##### Exercise input

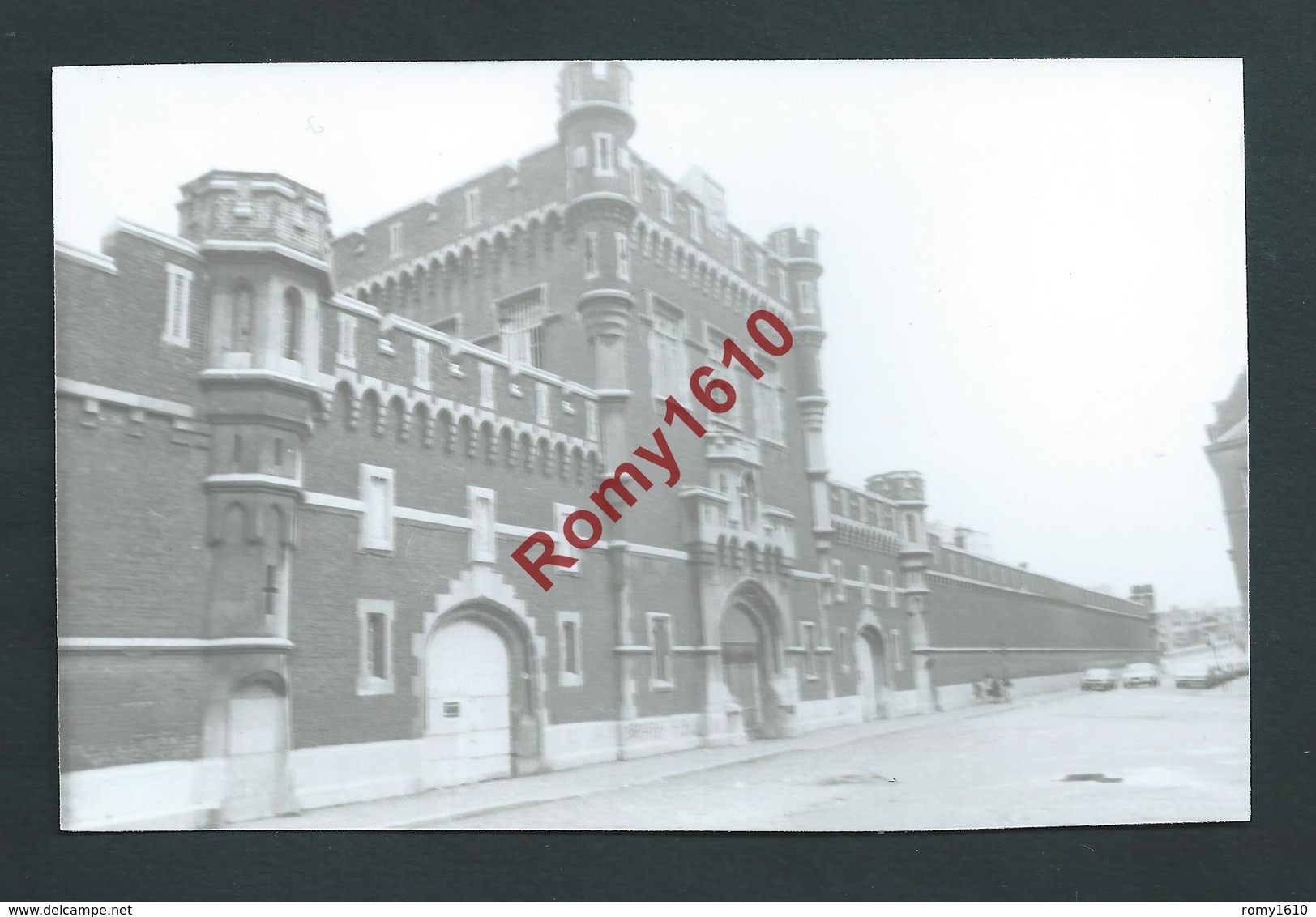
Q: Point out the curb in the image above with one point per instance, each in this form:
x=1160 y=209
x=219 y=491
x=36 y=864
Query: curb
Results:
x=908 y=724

##########
##### Exercise input

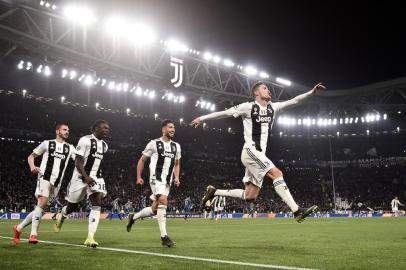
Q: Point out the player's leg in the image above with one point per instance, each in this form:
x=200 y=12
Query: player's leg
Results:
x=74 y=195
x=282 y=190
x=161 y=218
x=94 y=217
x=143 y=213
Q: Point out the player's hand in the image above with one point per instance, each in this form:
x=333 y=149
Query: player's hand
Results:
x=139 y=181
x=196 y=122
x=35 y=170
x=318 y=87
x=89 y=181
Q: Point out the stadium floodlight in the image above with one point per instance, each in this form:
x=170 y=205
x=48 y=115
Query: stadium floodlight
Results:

##########
##### Exercise input

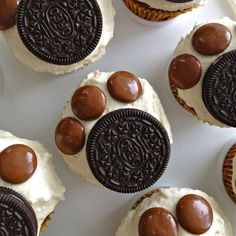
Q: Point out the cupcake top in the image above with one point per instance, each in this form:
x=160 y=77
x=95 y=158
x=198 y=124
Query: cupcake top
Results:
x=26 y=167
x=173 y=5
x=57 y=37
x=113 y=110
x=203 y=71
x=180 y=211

##########

__Exercise instructions__: I need each line of the entries that holds the string "Query" located and copied.

__Expected answer__:
Query: curb
Query: player's leg
Query: player's hand
Query: stadium floodlight
Query: cupcake top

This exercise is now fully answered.